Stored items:

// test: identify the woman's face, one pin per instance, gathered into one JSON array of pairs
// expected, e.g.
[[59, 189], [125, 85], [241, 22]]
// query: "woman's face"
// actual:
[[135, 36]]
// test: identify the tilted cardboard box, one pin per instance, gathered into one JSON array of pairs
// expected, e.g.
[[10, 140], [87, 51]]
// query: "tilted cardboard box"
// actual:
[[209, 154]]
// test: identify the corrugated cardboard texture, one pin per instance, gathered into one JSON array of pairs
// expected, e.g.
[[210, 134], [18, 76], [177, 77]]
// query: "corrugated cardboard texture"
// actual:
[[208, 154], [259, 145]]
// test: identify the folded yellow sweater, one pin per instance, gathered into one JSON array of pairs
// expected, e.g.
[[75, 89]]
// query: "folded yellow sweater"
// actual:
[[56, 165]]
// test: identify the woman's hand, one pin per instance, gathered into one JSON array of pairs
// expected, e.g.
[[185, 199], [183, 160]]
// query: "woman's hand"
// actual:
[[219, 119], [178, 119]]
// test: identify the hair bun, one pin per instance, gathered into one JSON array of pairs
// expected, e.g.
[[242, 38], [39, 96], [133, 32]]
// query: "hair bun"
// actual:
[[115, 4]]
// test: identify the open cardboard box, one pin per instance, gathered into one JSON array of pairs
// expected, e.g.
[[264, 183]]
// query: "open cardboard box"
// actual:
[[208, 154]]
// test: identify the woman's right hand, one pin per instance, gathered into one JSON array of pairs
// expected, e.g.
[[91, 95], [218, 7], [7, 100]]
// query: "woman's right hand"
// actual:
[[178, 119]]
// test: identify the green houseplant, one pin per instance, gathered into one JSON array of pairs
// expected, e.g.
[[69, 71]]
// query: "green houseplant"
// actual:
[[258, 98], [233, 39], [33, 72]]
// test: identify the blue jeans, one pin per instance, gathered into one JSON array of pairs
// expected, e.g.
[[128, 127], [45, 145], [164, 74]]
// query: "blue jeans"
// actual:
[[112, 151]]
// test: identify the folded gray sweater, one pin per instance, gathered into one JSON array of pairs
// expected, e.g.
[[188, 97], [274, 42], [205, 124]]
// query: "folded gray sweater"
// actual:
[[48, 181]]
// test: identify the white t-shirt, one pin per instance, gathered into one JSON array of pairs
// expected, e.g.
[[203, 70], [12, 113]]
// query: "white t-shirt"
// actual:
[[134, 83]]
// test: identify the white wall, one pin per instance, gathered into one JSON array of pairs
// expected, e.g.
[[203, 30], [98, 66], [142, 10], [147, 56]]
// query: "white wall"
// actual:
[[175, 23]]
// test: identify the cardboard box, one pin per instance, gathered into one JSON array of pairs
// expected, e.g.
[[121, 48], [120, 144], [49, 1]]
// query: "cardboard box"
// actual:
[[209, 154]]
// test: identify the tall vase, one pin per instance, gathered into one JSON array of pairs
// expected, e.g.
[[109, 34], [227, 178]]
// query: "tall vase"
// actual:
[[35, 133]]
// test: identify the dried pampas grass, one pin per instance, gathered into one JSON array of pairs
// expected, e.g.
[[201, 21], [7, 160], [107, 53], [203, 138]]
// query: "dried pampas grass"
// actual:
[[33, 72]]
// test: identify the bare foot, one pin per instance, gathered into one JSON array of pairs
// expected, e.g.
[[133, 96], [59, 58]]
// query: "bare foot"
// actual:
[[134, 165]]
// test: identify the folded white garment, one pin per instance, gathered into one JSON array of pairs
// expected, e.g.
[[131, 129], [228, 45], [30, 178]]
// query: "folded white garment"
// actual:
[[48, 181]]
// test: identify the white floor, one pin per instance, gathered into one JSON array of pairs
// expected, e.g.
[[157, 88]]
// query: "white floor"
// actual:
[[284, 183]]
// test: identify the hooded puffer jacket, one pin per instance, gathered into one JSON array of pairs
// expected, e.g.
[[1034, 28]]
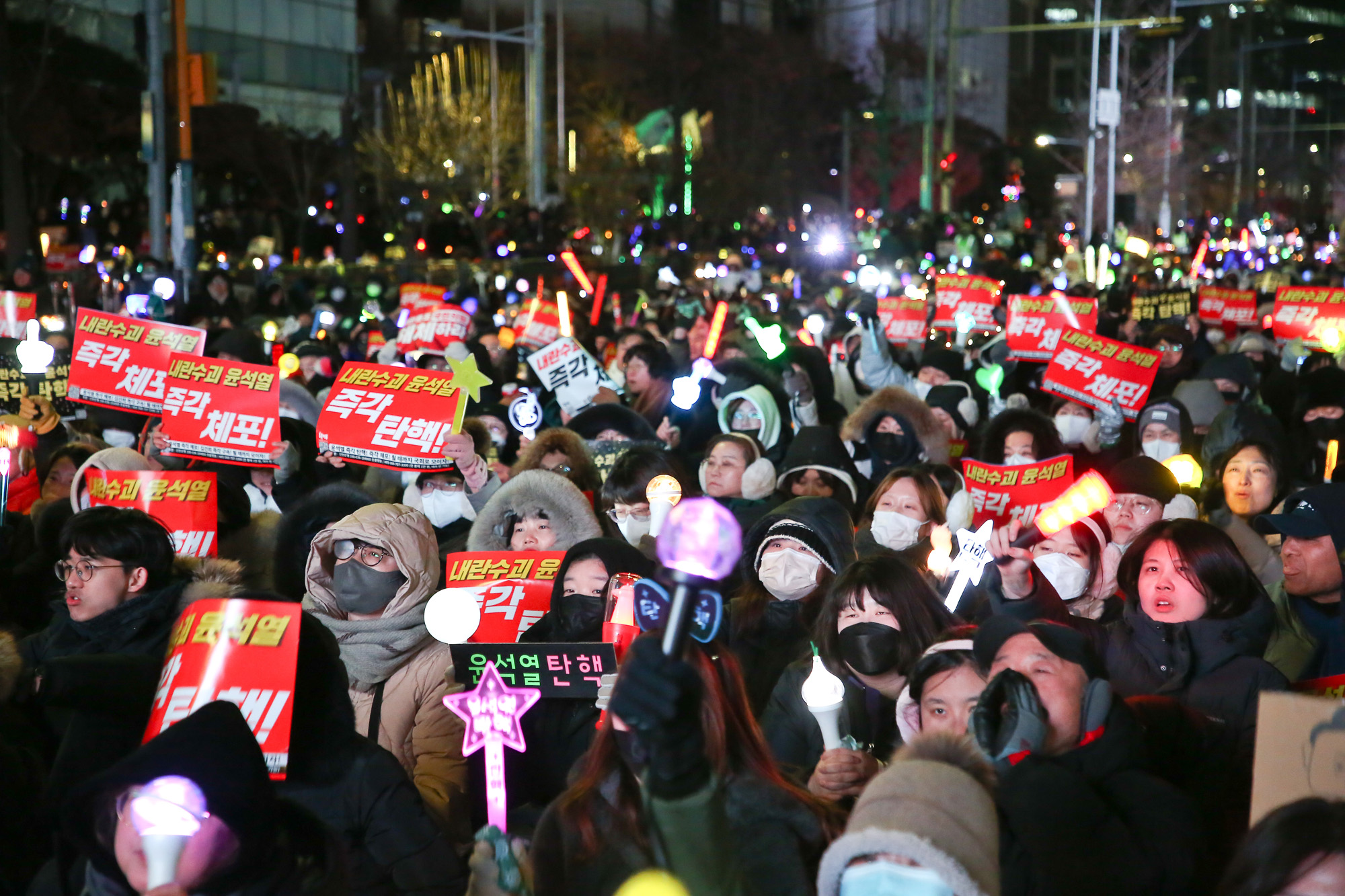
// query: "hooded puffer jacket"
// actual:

» Stated task: Reproduce the rows from the line containing "identify the open" through the line containing "[[178, 119]]", requests included, rescaling each point coordinate in the answers by 2.6 and rounding to the nearest whole number, with halves rounded up. Leave the numbers in the requests and their format samples as they are.

» The answer:
// test: identify the open cardboard box, one pin per instance, gathered into one JSON array of pairs
// expected, e.g.
[[264, 183]]
// query: "open cardboard box"
// actual:
[[541, 400]]
// test: identify the woman's right hand, one pin per instance, gathered into one JSON array of pairs
// expected, e.g.
[[91, 95], [218, 7], [7, 100]]
// query: "woman's right hand"
// actual:
[[463, 309]]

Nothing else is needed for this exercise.